Point annotation dataset records
::::::
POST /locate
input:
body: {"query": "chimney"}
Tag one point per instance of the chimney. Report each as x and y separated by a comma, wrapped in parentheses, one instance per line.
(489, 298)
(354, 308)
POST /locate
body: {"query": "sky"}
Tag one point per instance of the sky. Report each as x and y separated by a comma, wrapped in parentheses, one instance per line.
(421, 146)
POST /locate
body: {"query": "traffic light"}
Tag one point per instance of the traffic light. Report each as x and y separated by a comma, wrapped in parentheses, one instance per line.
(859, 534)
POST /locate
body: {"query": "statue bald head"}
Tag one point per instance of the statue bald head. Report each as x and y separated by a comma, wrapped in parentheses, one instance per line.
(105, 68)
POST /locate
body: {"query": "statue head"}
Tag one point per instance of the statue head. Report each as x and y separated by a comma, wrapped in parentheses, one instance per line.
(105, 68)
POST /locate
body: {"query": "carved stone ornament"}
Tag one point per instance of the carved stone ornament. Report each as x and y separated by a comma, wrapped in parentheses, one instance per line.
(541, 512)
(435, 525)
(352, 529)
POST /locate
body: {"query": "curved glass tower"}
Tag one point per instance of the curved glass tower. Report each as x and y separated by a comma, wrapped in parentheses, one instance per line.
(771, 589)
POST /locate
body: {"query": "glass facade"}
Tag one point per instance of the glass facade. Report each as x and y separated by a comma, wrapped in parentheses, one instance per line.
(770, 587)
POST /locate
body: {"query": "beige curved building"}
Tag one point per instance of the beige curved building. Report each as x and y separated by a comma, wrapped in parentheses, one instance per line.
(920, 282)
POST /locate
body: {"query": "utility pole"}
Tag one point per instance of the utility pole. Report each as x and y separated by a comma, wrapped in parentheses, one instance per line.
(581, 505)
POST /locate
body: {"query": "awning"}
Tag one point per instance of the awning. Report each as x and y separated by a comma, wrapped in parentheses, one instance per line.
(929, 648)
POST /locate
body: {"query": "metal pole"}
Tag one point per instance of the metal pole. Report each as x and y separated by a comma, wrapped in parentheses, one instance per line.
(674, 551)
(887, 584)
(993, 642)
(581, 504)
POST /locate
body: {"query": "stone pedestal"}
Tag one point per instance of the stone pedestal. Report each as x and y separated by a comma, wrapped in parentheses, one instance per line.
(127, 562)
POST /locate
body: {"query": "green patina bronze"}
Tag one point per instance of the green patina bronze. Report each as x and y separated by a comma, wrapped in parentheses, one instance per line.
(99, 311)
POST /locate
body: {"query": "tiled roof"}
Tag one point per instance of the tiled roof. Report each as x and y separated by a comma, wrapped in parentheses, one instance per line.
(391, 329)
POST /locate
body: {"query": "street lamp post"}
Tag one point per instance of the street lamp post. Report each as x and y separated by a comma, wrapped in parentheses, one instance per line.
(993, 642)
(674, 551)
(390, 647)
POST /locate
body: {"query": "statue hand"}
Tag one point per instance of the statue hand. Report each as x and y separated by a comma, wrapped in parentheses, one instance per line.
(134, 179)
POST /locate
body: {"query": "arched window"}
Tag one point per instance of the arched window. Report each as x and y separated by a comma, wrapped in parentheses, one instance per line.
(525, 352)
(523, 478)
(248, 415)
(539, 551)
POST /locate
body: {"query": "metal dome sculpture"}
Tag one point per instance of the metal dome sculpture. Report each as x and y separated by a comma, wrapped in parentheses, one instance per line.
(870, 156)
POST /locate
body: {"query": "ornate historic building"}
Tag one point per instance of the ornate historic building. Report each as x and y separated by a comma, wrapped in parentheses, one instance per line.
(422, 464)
::::::
◆ **EXERCISE AIM**: Print the whole listing exactly as it is.

◆ **SOLUTION TO THIS EXERCISE**:
POST /locate
input:
body: {"query": "chimney"}
Tag one point per instance of the chimney. Report each as x and y separated by a comma, wrapped in parentheses, one instance per line.
(489, 298)
(354, 308)
POST /locate
body: {"query": "sky"}
Tag one point per instance of the sky. Report each as x and y separated by a comma, wrapped in parentheses, one instance per line.
(421, 146)
POST /locate
body: {"query": "traffic light"}
Tag one point per instance of the traffic light. Report each as x and y separated by a comma, wrapped in parentheses, one instance per line.
(859, 534)
POST /locate
body: {"query": "statue bald head"}
Tag one point per instance of the statue bald head. Report each as x and y separated by a comma, wrapped in parentheses, one instance per line.
(105, 68)
POST /locate
body: {"query": "statue head"}
Tag one point per instance of the statue head. Report each as x and y separated by a comma, wrapped in parentheses, one instance per line.
(105, 68)
POST /locate
body: {"query": "carved stone ornament"}
Tag one point per instance of the carved stone ornament. Report each as x and y separated by a comma, wrapped in parentheses, one instance per line.
(541, 512)
(435, 525)
(352, 529)
POST /locate
body: {"query": "curved glass tower"}
Tag one point per instance of the curved glass tower. Report each as x and y separated by a comma, wrapped in parentheses, one instance per line.
(771, 589)
POST /locate
body: {"query": "glass facade"}
Tag one point per instance of the glass facade. Report each as x and y separated by a comma, wrapped in parentheses, one instance per line.
(770, 587)
POST /locate
body: {"query": "beige curved building"}
Tag one point per instance of the beige curved building. Report each as x and y separated by a comma, wrapped in parentheses, one instance per line.
(920, 282)
POST /locate
body: {"query": "utility pole"}
Tag one point per instance of the utility pole. Report each as x and y separated by a comma, wrapped in parentheses, one instance per line.
(581, 505)
POST /locate
body: {"query": "awning"}
Tag one point per instance of the awning. Report each as x and y separated by a comma, wrapped in parentheses, one instance per line.
(929, 648)
POST /locate
body: {"query": "metal pole"}
Tag one point per instance of the metal pole. Report each as x and y separated by a comma, wrapped in parentheses, one instance per line.
(674, 551)
(887, 584)
(993, 642)
(581, 504)
POST /locate
body: {"query": "stone pedestal"}
Tag one point per instance of the stone pedestal. Report each as x and y separated by a comma, wrapped in parentheses, one instance per line.
(127, 562)
POST /locate
body: {"query": "green patina bronze"}
Tag one point per instance of the green patina bronze. Report each as x and y separated by a comma, wrapped in parentheses, one instance per line.
(99, 311)
POST /locate
body: {"query": "tiled roof"}
Tag one point per instance of the tiled roof. Report each as x and y separated by a comma, wrapped in parentheses, one instance per line.
(391, 329)
POST /locate
body: {"query": "street lamp post"}
Tag one point per instance of the street lamp post. Report each as x and y separated by a comma, wrapped in parentheses, one instance per line.
(993, 642)
(674, 551)
(390, 647)
POST /locate
body: {"query": "statue hand"}
Tag one point per instance of the statue hand. Report each as x and y separated by a comma, wrapped in parentheses, one instance per line.
(134, 179)
POST /locate
body: {"query": "arched window"}
Tag one point per instance of the arched window. Report each as x and y separated by a comma, wrapped in parentheses, one instance per line.
(525, 352)
(523, 478)
(248, 415)
(539, 551)
POST /locate
body: {"query": "metal dome sculpture"}
Tag one point per instance of the metal dome sculpture. Report each as x and y separated by a comma, wrapped in parentheses, one instance per line.
(870, 156)
POST /locate
body: {"query": "ornate historic building"}
Tag one point per instance of the ornate historic building. Report each as x and y separated by a comma, wrapped in parentheses, one instance per line.
(422, 464)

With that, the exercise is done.